> TEXT UNDER STUDY
* * * * * * * * *

TUESDAY, Nov. 6 (HealthDay News) -- Spermatogonial stem cells from monkey testes tissue taken before cancer chemotherapy that results in infertility can be transplanted back into the testes after treatment and produce functional sperm, even when taken from prepubertal animals, according to a study published in the Nov. 2 issue of Cell Stem Cell.
Brian P. Hermann, Ph.D., from the University of Pittsburgh School of Medicine, and colleagues took testes samples from 12 adult and five prepubertal recipient macaques, treated the macaques with alkylating chemotherapy to render them infertile, then performed autologous transplants with spermatogonial stem cells back into the testes.
The researchers found that the stem cells, which had been labeled, were present in the ejaculated sperm of nine adults and, after they reached maturity, three prepubertal recipients. A similar allogeneic stem cell transplant into six adults led to donor-recipient chimerism in sperm from two recipients. Ejaculated sperm from one allogeneic transplant were injected into 85 rhesus oocytes, with 81 fertilizations producing embryos ranging from four-cell to blastocyst.

* * * * * * * * *

> WORK ITEM
In the report on monkey stem cell transplants, why were the macaques given alkylating chemotherapy after their testes samples were taken? Answer in one to three sentences. Nothing in the data is required for this work.

> GIVEN DATA
* * * * * * * * *

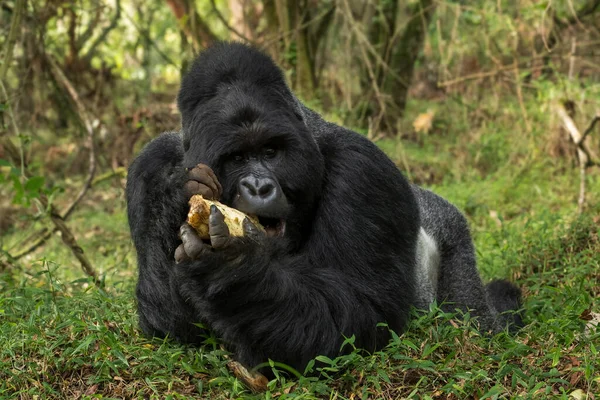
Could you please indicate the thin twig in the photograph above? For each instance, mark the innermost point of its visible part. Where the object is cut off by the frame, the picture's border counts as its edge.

* * * * * * * * *

> RESPONSE FOR THIS EXERCISE
The macaques were treated with alkylating chemotherapy to render them infertile. Their spermatogonial stem cells were then transplanted back into their testes.